> [Short problem]: Repeat all of the material below exactly as written, images excluded.

#### Available records

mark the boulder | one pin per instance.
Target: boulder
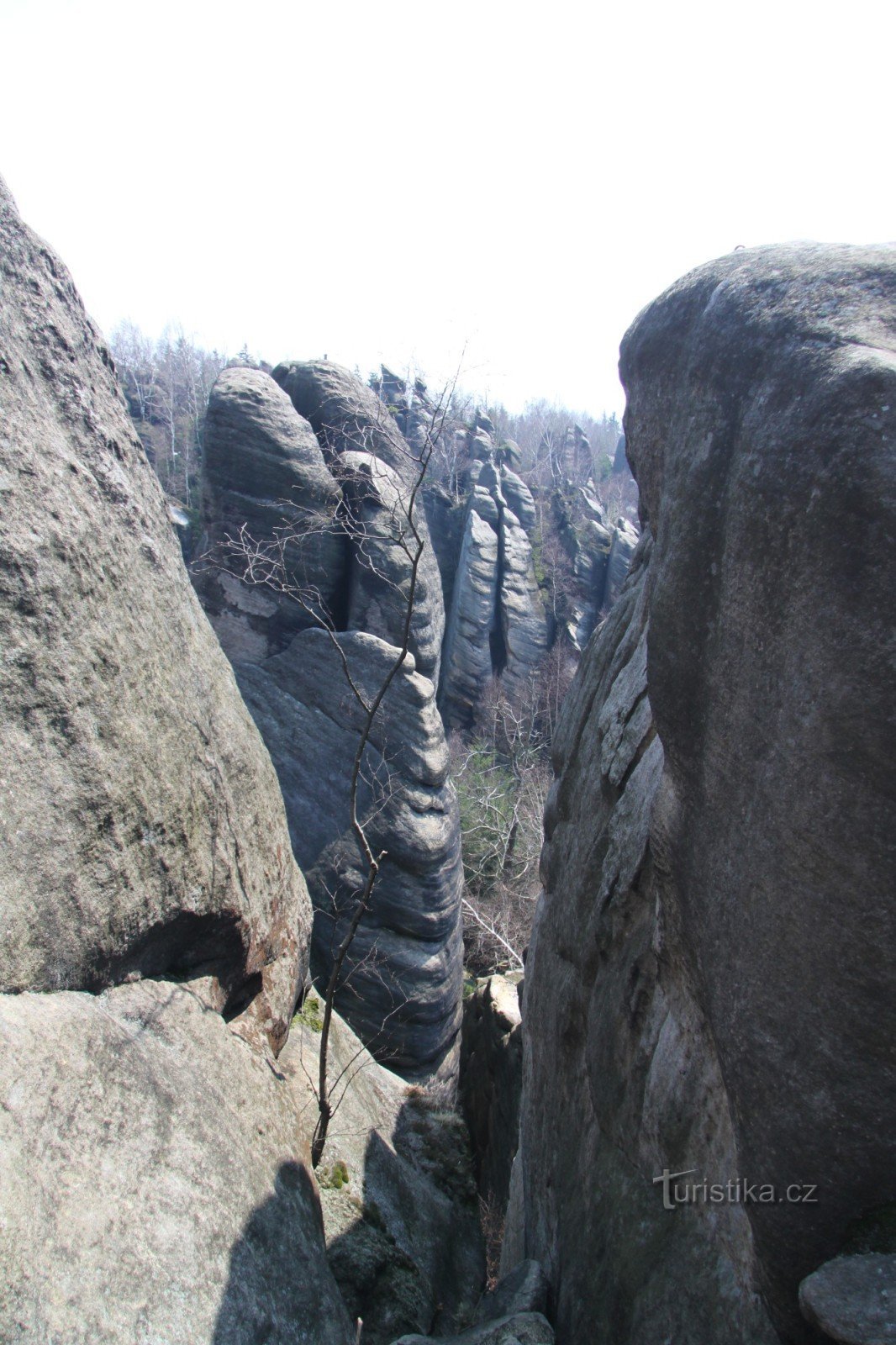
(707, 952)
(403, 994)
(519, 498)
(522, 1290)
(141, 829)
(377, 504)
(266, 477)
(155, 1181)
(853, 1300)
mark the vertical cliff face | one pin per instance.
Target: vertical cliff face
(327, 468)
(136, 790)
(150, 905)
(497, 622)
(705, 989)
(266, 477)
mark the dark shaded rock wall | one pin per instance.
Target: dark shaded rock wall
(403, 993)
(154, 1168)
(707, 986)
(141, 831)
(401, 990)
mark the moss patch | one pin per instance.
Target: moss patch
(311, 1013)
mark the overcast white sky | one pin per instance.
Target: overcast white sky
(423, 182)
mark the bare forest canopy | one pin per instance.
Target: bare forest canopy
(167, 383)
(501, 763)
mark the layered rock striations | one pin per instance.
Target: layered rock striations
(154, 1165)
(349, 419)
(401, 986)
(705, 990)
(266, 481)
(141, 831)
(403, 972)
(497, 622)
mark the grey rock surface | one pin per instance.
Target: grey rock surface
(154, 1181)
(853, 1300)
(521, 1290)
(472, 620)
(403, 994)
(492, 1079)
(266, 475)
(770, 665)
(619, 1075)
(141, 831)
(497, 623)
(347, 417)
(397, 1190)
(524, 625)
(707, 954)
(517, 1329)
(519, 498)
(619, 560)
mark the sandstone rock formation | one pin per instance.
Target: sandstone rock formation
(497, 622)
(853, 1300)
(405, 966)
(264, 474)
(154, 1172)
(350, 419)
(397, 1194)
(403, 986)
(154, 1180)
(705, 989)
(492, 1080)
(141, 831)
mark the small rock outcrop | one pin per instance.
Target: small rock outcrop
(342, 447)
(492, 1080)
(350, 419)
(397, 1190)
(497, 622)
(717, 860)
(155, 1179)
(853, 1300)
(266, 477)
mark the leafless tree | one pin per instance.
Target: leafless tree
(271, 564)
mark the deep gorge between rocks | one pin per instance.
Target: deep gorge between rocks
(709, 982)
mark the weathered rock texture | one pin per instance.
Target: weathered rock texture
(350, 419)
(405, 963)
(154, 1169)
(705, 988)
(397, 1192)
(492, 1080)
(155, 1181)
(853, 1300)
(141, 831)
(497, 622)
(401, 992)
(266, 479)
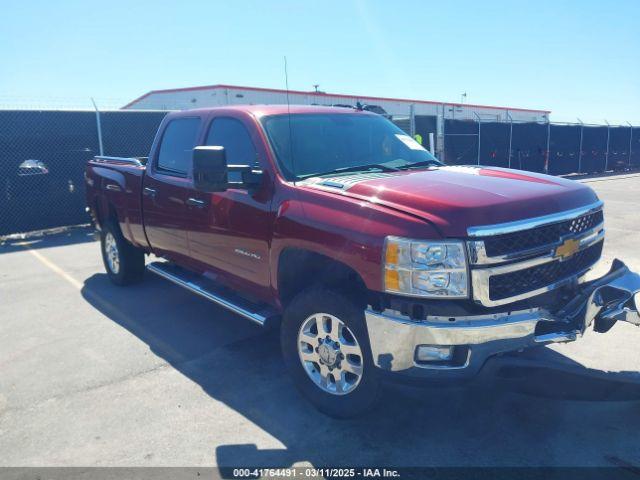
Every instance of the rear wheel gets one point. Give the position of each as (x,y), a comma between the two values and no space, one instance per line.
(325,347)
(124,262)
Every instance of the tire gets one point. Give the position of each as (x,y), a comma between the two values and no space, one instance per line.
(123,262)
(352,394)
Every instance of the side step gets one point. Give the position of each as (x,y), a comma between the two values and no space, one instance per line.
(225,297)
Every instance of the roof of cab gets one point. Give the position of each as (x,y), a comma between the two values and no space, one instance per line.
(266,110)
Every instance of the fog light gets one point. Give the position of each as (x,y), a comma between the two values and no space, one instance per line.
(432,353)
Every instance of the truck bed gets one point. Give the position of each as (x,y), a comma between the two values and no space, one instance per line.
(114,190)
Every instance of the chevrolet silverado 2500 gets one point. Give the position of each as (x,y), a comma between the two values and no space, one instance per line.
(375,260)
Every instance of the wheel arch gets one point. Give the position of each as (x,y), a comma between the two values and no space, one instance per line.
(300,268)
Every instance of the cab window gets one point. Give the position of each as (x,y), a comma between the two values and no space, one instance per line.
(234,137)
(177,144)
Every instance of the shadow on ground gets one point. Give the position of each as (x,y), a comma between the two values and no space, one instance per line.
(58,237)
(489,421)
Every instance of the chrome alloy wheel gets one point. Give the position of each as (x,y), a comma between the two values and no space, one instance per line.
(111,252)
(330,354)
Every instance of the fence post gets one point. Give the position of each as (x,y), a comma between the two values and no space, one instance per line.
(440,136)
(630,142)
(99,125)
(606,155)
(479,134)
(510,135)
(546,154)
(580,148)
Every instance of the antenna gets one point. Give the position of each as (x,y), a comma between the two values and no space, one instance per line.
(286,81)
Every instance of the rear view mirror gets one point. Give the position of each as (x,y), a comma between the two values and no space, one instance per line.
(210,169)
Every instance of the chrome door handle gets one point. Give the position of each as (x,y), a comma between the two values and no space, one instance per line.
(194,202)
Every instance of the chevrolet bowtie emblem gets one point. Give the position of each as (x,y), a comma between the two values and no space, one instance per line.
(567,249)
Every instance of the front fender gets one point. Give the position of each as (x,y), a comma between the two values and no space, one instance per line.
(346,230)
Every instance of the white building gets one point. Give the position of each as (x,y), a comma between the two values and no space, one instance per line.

########

> [Solution to this problem]:
mark the boulder | one pin per instance.
Target: boulder
(707, 952)
(403, 994)
(519, 498)
(522, 1290)
(141, 829)
(377, 504)
(266, 477)
(155, 1181)
(853, 1300)
mark the vertical cliff face | one pin per instance.
Target: vertical cliff face
(327, 468)
(136, 790)
(150, 905)
(497, 622)
(705, 989)
(266, 477)
mark the dark shaded rock wall | one pin per instance.
Target: dark shaded rock wall
(403, 993)
(154, 1168)
(707, 986)
(141, 831)
(401, 990)
mark the moss patch | one pin per instance.
Target: moss patch
(311, 1013)
mark the overcast white sky | one pin per instance.
Target: overcast white sky
(423, 182)
mark the bare forest canopy | one pin per instance.
Target: bare forest canopy
(167, 383)
(501, 763)
mark the layered rock striations | one pin per instance.
Target: layered rock striations
(154, 1165)
(349, 419)
(401, 986)
(705, 990)
(266, 481)
(141, 831)
(403, 972)
(497, 622)
mark the grey rock surface | one pin per instance.
Target: grey rock surface
(154, 1181)
(853, 1300)
(521, 1290)
(472, 620)
(403, 994)
(492, 1079)
(266, 475)
(770, 665)
(619, 1075)
(141, 831)
(497, 623)
(347, 417)
(397, 1190)
(524, 625)
(707, 954)
(517, 1329)
(519, 498)
(619, 560)
mark the sandstone rock formation | one pin per instance.
Target: sandstone rock formation
(497, 622)
(853, 1300)
(405, 966)
(264, 474)
(154, 1172)
(350, 419)
(397, 1194)
(403, 986)
(154, 1180)
(705, 989)
(492, 1080)
(141, 831)
mark the small rock outcrop | one pin per instance.
Target: small rock outcrop
(342, 447)
(492, 1080)
(350, 419)
(397, 1190)
(497, 622)
(717, 860)
(155, 1179)
(853, 1300)
(266, 477)
mark the leafless tree | one pin per instance.
Target: leafless tree
(271, 564)
mark the deep gorge between rocks | one pin per instance.
Target: deep gorge between rocks
(709, 982)
mark the weathered rock texture | one pin per instance.
Target: weathered rock texture
(350, 419)
(405, 963)
(154, 1169)
(705, 988)
(397, 1192)
(492, 1080)
(155, 1181)
(853, 1300)
(141, 831)
(497, 622)
(401, 992)
(266, 479)
Every instance of the rear wheel gets one point. Give the position of each as (x,y), a comma between the two values and no space, one instance per line.
(325,347)
(124,262)
Every instance of the tire gets one point. Give the position of each as (x,y), a comma between the two values and no space, one instance per line.
(123,262)
(352,394)
Every instance of the side step gets one point. Give the position of each as (x,y), a comma between the two values and no space, one instance per line.
(225,297)
Every instance of the roof of cab gets one point. Give the position of each as (x,y), a comma between the two values and no space, one instance per line.
(266,110)
Every instance of the fog light gets one point. Give the position of each as (x,y), a comma between the two values and no space, one instance per line.
(432,353)
Every instance of the truck bed gets one point. Give the position of each as (x,y), a comma between the two values and no space, one instance per line.
(114,190)
Every instance of the chevrolet silverado 2500 gets one point. Give the position of each as (x,y), a comma between the two values and no space, one instance per line.
(375,260)
Every instance of the wheel arch gets one point. Give the position of each as (x,y), a comma between the two values and no space, one instance per line.
(300,268)
Every instance of the cab window gets one point. Give the position of each as (x,y), a comma between the two values and no space, one instance per line.
(234,137)
(177,144)
Every instance of the shadow on ground gets one point. Give the position of each as (x,y), a comma between the two values and no space, one instance per line.
(58,237)
(489,421)
Every instance of the chrome alloy wheel gets one point. Give the position of each as (x,y), a comma between the two values and no space, one instance per line.
(111,252)
(330,354)
Every instance of the fence post gets one point. Give the position of each as (x,y), a comma between the two values and no space, one instance per line.
(440,136)
(630,142)
(99,125)
(606,155)
(479,134)
(510,135)
(546,154)
(580,148)
Every instance of the antenna gets one point. Give the position of each as (x,y), a comma between the two values and no space, one instance per line.
(286,81)
Every instance of the rear view mirror gets one point. Give the position of each as (x,y), a comma between the two values and no space, one instance per line.
(210,169)
Every instance of the chrome door handle gets one point. Give the position of each as (x,y), a comma between the two values and no space, one instance per line.
(194,202)
Every instance of the chevrolet bowtie emblem gets one point. Give the position of each as (x,y), a comma between the two values and no space, one instance per line.
(567,249)
Every instance of the front fender gets one point. Give the position of each as (x,y), a comma between the two values and no space, one instance per line.
(346,230)
Every instance of the white building gets one point. Give the position of each as (x,y), a comma between the two values and no space, one instance per line.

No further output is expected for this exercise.